> _STATED GOAL_:
Here are some records; return them all exactly.

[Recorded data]
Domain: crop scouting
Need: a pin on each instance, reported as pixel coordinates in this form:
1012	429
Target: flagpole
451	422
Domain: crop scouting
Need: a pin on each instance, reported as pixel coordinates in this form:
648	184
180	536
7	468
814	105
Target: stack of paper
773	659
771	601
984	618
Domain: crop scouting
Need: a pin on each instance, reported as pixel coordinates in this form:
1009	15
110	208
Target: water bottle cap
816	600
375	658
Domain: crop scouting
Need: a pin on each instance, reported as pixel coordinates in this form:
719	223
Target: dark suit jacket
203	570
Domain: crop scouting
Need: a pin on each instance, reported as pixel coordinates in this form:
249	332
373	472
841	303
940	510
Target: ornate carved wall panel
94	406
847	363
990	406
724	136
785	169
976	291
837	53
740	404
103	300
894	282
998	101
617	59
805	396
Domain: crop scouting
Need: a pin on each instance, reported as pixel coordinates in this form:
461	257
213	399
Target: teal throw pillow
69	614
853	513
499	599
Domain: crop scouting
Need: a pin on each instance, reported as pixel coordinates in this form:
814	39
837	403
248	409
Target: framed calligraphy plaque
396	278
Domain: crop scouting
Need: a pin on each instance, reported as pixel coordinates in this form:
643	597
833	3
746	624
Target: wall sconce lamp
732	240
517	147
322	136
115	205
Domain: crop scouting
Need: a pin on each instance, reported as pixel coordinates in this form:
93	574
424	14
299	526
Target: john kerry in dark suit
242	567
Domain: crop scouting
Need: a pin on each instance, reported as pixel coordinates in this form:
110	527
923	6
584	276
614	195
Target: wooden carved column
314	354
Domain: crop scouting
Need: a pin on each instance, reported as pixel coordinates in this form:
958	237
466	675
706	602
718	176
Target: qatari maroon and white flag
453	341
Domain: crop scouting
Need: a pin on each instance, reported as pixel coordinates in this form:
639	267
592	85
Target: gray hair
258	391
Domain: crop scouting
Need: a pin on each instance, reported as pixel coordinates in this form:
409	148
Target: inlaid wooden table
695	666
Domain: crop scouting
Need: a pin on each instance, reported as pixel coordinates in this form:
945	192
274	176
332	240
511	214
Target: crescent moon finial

> _IN RESPONSE_:
Domain: crop scouting
Need: a pin on each instance, reported as pixel coordinates in this form:
1012	429
Target: flagpole
451	422
Domain: crop scouting
Need: a pin on each instance, reported as pixel coordinates in this form:
648	184
180	536
7	468
814	105
Target: stack of paper
773	659
771	601
984	618
Domain: crop scouting
Need: a pin on each instance, reported as pixel coordinates in this form:
1009	15
110	208
Target: water bottle cap
816	600
375	658
Domain: crop scouting
Need: a pin on each instance, reported as pixel coordinates in this form:
719	223
Target: dark suit jacket
203	570
Domain: crop scouting
Need: a pin on each instance, reported as pixel coordinates in this form:
249	332
373	472
841	303
940	510
Target: ornate carved wall panel
94	406
847	363
990	406
724	136
785	169
976	291
837	53
740	404
103	300
894	282
998	101
617	59
805	396
Domain: crop scouting
Need: a pin on each instance, reported as pixel coordinates in this form:
461	257
213	399
Target: teal throw pillow
69	614
853	513
499	599
Domain: crop scouting
Need: a pin on each instance, reported as pixel coordinates in this form:
814	39
837	403
248	409
Target: framed calligraphy plaque
396	278
Domain: crop scouting
Need: a pin on each instance, reported as pixel coordinates in this form:
643	597
833	3
746	624
Target: wall sconce lamp
732	240
517	147
322	136
115	205
Domain: crop scouting
Need: a pin on each instance, reported as pixel coordinates in this form:
93	574
424	14
299	526
Target: john kerry in dark suit
242	567
Domain: crop scouting
Need: a pin on each instance, reported as pixel coordinates in this form:
110	527
923	6
584	276
614	195
Target: wooden carved column
314	354
Domain: crop scouting
Need: a pin on each instance, reported as pixel coordinates in this form:
958	237
466	675
706	602
718	176
Target: qatari maroon and white flag
453	341
Domain: crop scouting
Need: a pin on each instance, reported as pixel coordinates in this form:
639	267
592	85
Target: gray hair
258	391
Domain: crop scouting
Need: a pin on each instance, reported as pixel coordinates in this form:
409	148
Target: inlaid wooden table
695	666
Domain: crop scouting
Need: a pin on each instance, reported as pixel coordinates in this form:
945	192
274	176
332	240
511	214
Target: crescent moon finial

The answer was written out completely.